What the task asks: Reproduce the passage on surface torque oscillation (STOPI) below word for word, with every line break in place.

Page text:
STOPI is calculated in real time, updated in a preset short time
period and reported to an external display. Therefore, the
denominator is a constant reference torque, and the varying time
window corresponds to the fundamental frequency of the drill string
so as to provide a more reponsive and current solution. The STOPI
provides a good way for a human drilling operator or a computer
controller to visualize whether slip stick oscillations are
happening, and if yes, mitigate via human or computer
interventions.
[0009] It may be helpful to drilling personnel, particularly when
downhole measurements are not available, to establish an effective
measure of surface torque oscillations (STOPI). On aspect of the
invention is for drilling personnel to use STOPI to: (1) be aware
of how much the surface torque oscillates during drilling operation
and accordingly adjust the rotational speed, weight on bit, and/or
rate of penetration to improve the situation; (2) decide whether to
start, stop or modify slip stick mitigation controls, if the
drilling rig is equipped with slip stick mitigation controls; and
(3) provide a universal standard for performance comparisons
between drilling rigs and/or mitigation control algorithms.

[Point annotations for photos]

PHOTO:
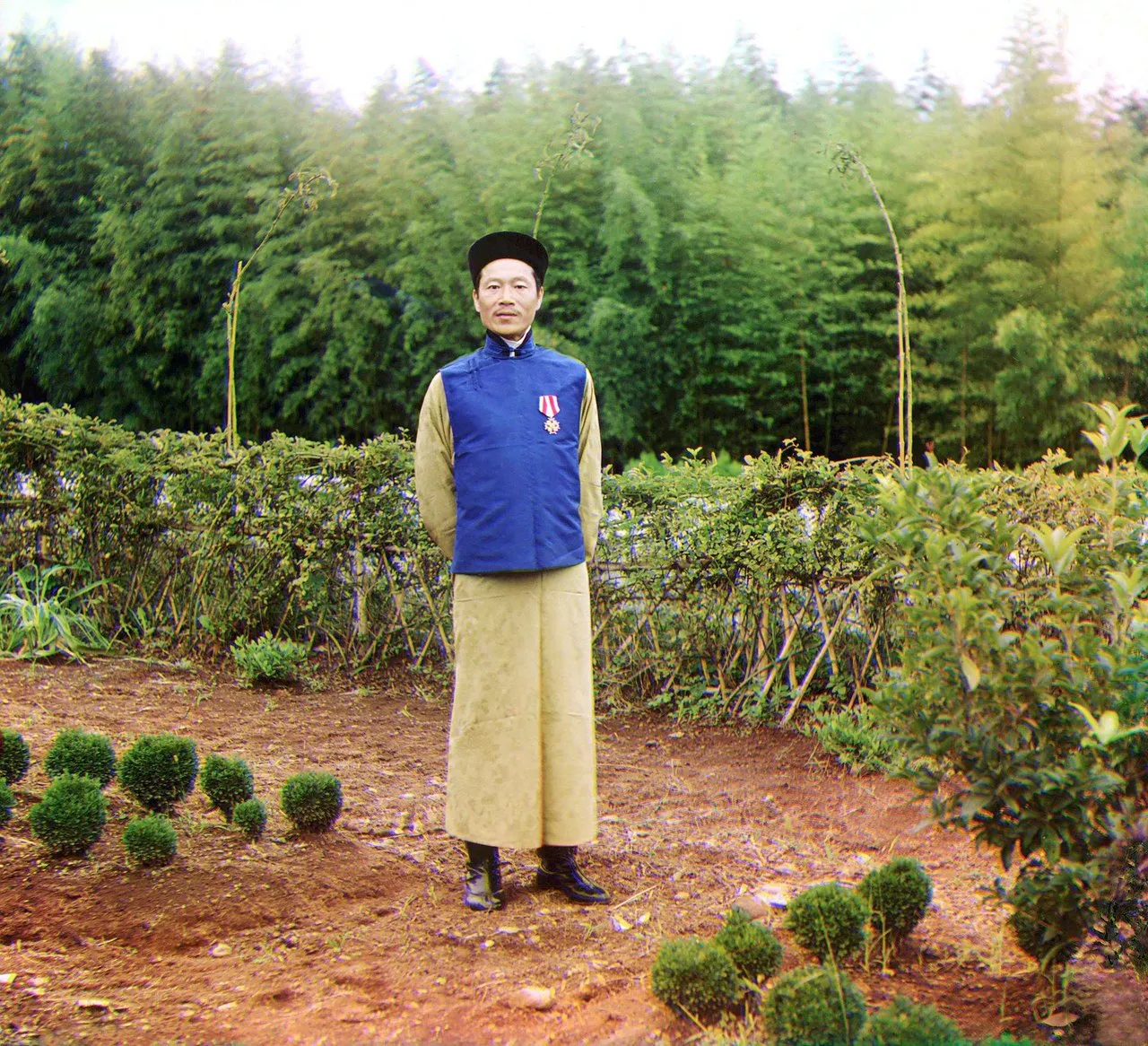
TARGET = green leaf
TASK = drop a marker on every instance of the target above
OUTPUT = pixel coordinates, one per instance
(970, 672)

---

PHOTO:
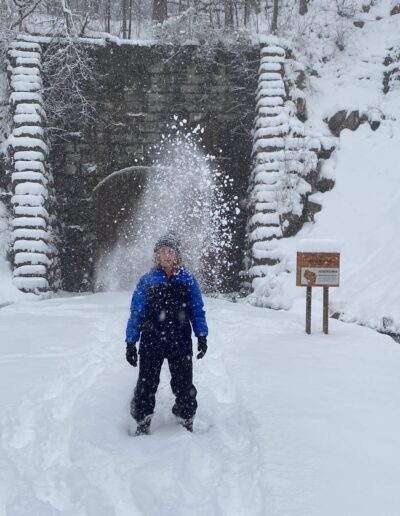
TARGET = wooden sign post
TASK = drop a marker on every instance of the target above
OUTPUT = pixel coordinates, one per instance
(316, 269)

--

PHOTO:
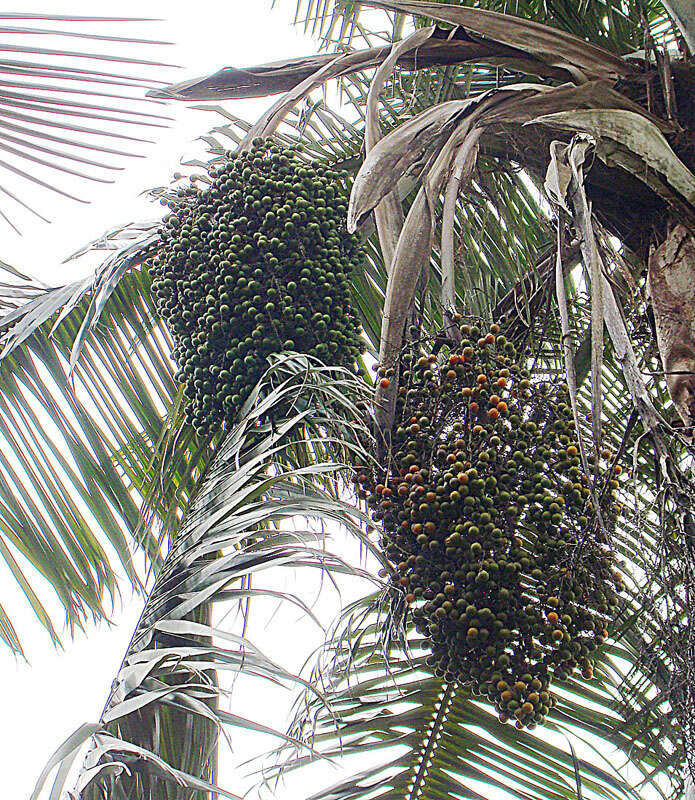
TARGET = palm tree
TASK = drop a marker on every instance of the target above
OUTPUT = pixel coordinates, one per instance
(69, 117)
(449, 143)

Response for this exercise:
STOPI is calculated in real time, updated in a preset short time
period and reported to an external display. Therefore, the
denominator is a constant reference torque, and the varying time
window corresponds to the fundamental frequency of the drill string
so as to provide a more reponsive and current solution. The STOPI
provides a good way for a human drilling operator or a computer
controller to visualize whether slip stick oscillations are
happening, and if yes, mitigate via human or computer
interventions.
[0009] It may be helpful to drilling personnel, particularly when
downhole measurements are not available, to establish an effective
measure of surface torque oscillations (STOPI). On aspect of the
invention is for drilling personnel to use STOPI to: (1) be aware
of how much the surface torque oscillates during drilling operation
and accordingly adjust the rotational speed, weight on bit, and/or
rate of penetration to improve the situation; (2) decide whether to
start, stop or modify slip stick mitigation controls, if the
drilling rig is equipped with slip stick mitigation controls; and
(3) provide a universal standard for performance comparisons
between drilling rigs and/or mitigation control algorithms.